## START Dataset rows

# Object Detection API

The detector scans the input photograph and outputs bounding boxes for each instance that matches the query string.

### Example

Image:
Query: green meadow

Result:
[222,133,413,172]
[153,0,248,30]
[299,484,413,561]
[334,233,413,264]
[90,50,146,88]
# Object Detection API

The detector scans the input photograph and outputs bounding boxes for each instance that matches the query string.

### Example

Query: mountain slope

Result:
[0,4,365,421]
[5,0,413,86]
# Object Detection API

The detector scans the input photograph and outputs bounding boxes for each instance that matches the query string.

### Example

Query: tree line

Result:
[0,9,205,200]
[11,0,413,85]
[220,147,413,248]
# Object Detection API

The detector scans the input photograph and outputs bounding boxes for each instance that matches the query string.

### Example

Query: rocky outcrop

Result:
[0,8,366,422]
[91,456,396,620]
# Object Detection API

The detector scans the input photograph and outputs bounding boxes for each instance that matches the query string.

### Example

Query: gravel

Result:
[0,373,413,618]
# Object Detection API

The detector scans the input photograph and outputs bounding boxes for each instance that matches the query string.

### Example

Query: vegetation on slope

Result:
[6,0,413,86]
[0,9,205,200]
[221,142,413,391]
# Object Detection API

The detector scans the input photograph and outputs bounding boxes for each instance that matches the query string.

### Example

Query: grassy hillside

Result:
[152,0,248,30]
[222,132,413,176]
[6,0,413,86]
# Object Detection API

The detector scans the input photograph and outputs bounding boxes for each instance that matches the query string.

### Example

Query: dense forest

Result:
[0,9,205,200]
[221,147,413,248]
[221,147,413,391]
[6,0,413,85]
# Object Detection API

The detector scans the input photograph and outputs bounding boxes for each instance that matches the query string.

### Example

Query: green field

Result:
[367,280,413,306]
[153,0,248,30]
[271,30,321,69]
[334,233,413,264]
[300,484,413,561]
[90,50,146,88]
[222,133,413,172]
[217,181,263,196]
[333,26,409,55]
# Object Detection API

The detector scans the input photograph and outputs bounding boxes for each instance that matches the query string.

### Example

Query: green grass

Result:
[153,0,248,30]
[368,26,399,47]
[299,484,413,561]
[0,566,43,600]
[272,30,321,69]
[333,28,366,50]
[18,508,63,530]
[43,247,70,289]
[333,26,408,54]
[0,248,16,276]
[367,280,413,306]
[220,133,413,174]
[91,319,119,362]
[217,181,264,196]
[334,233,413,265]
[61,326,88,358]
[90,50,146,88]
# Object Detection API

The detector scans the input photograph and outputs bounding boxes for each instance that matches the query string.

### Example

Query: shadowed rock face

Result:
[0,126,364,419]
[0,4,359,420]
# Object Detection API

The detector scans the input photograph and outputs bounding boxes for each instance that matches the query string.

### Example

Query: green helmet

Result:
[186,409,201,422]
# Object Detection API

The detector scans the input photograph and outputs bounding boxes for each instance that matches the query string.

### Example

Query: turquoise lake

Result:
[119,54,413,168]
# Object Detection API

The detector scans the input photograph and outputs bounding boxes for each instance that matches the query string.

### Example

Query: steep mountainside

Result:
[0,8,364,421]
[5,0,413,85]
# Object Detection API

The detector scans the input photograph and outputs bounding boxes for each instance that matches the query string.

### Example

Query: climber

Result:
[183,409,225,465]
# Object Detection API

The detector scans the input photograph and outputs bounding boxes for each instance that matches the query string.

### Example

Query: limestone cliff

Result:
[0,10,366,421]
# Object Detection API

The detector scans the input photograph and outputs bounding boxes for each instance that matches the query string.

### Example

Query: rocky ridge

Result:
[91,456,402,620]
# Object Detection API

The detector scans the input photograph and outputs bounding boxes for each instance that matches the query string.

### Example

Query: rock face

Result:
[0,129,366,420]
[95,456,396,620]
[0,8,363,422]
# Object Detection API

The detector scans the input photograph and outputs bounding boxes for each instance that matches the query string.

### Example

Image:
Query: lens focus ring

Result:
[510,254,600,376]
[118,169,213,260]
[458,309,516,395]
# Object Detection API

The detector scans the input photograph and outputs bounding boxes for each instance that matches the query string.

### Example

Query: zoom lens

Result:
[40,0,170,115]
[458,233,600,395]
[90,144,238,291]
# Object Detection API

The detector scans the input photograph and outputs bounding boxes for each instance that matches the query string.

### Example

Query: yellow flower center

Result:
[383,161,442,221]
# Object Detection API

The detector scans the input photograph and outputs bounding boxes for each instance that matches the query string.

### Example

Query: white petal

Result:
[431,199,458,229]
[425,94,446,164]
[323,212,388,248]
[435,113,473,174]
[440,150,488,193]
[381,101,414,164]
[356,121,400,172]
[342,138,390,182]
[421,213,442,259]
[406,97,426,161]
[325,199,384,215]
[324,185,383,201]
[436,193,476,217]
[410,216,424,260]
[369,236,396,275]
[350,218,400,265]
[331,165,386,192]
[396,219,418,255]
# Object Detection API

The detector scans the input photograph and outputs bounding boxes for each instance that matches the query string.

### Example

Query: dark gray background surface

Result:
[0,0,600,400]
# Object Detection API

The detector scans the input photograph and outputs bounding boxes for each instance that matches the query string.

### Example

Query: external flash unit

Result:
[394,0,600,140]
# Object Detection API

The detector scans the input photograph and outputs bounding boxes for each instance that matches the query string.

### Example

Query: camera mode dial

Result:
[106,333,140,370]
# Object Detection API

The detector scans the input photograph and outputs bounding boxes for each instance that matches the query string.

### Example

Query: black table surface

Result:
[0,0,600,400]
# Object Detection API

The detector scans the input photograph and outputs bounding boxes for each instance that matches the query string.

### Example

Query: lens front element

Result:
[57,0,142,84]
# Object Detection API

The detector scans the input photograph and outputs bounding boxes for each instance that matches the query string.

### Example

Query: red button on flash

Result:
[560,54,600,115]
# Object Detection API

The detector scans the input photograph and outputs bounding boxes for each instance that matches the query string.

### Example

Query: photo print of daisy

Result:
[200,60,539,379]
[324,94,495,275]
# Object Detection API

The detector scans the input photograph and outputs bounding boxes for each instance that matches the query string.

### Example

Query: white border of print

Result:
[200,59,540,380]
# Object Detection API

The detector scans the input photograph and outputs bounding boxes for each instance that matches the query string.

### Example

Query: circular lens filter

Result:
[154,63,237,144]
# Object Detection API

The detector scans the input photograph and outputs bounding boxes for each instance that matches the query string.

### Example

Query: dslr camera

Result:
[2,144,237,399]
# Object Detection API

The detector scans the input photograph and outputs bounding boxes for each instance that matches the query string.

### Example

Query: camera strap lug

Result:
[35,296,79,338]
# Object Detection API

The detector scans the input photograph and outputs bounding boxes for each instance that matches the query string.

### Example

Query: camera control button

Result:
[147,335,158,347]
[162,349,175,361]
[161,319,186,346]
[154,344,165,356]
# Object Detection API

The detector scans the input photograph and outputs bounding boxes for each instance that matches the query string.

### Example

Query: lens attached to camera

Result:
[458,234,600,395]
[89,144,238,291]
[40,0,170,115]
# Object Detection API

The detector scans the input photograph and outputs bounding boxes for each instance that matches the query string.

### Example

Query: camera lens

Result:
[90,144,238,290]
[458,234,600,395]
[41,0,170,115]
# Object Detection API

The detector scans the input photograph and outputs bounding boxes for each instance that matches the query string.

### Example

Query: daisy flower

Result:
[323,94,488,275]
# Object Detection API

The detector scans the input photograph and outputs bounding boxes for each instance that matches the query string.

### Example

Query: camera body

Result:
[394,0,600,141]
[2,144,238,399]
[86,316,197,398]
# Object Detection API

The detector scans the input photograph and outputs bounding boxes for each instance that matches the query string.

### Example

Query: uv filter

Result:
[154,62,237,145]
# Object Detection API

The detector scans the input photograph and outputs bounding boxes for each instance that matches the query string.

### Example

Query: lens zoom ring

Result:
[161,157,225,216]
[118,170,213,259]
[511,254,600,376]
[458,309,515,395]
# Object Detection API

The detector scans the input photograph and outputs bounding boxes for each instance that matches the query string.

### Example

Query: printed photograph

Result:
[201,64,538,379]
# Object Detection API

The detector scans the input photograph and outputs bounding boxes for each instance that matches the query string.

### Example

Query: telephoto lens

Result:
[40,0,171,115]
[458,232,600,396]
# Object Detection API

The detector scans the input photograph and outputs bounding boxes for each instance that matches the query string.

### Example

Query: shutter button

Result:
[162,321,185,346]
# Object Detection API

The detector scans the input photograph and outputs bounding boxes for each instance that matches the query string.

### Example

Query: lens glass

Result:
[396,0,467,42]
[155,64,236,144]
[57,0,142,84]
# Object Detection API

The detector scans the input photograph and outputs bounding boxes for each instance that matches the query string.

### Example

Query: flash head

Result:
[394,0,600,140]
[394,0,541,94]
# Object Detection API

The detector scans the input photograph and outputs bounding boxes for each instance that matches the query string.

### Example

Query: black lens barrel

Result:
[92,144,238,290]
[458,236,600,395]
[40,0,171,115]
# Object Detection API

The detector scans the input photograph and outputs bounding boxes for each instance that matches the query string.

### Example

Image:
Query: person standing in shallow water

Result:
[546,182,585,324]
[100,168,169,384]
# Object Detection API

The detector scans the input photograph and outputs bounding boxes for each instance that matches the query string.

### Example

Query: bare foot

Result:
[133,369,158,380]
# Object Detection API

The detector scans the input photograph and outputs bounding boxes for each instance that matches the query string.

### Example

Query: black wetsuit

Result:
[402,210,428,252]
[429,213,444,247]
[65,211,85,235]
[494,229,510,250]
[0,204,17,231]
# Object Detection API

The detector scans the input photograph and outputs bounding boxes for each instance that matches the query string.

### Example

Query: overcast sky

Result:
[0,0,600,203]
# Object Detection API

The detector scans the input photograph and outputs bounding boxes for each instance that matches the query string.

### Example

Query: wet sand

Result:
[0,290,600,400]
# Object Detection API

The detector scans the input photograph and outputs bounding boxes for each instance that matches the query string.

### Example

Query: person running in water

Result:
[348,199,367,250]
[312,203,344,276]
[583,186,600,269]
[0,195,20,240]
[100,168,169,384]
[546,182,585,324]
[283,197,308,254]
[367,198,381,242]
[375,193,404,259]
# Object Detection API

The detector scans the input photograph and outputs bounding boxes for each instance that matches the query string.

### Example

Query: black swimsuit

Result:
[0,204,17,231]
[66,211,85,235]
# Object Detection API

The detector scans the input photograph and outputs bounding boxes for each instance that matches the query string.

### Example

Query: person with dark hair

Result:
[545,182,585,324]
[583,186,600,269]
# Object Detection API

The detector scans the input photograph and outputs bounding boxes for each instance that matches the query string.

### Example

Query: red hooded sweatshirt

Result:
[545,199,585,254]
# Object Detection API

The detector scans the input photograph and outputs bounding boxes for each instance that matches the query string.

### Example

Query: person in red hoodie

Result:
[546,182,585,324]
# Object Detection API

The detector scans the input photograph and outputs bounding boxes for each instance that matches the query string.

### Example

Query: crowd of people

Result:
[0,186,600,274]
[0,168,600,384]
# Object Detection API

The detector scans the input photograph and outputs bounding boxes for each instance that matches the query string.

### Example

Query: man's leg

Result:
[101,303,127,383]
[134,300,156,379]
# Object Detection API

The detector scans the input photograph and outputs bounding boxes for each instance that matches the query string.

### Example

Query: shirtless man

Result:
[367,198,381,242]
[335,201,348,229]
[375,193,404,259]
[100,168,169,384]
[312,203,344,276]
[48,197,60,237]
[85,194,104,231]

## END Dataset rows

(Instruction):
Rewrite the entries from the start through the line containing "[91,456,396,620]" as a Markdown table with the columns Number and Text. Give each line its own numbered row and leave out blank lines.

(Result of the task):
| Number | Text |
|---|---|
| 1 | # Object Detection API |
| 2 | The detector scans the input photograph and outputs bounding boxes for each instance that matches the query string. |
| 3 | ### Example |
| 4 | Image: |
| 5 | Query: green meadow |
| 6 | Result: |
| 7 | [222,133,413,172] |
| 8 | [153,0,248,30] |
| 9 | [299,484,413,561] |
| 10 | [334,233,413,264] |
| 11 | [90,50,146,88] |
| 12 | # Object Detection API |
| 13 | The detector scans the input photograph and outputs bounding boxes for each instance that matches the query string. |
| 14 | ### Example |
| 15 | Query: mountain slope |
| 16 | Result: |
| 17 | [0,4,365,421] |
| 18 | [5,0,413,86] |
| 19 | # Object Detection API |
| 20 | The detector scans the input photograph and outputs bounding boxes for each instance that matches the query string. |
| 21 | ### Example |
| 22 | Query: tree line |
| 23 | Result: |
| 24 | [0,9,205,200] |
| 25 | [11,0,413,85] |
| 26 | [220,147,413,248] |
| 27 | # Object Detection API |
| 28 | The detector scans the input photograph and outputs bounding boxes for each instance that matches the query string. |
| 29 | ### Example |
| 30 | Query: rocky outcrop |
| 31 | Result: |
| 32 | [0,8,366,422] |
| 33 | [91,456,396,620] |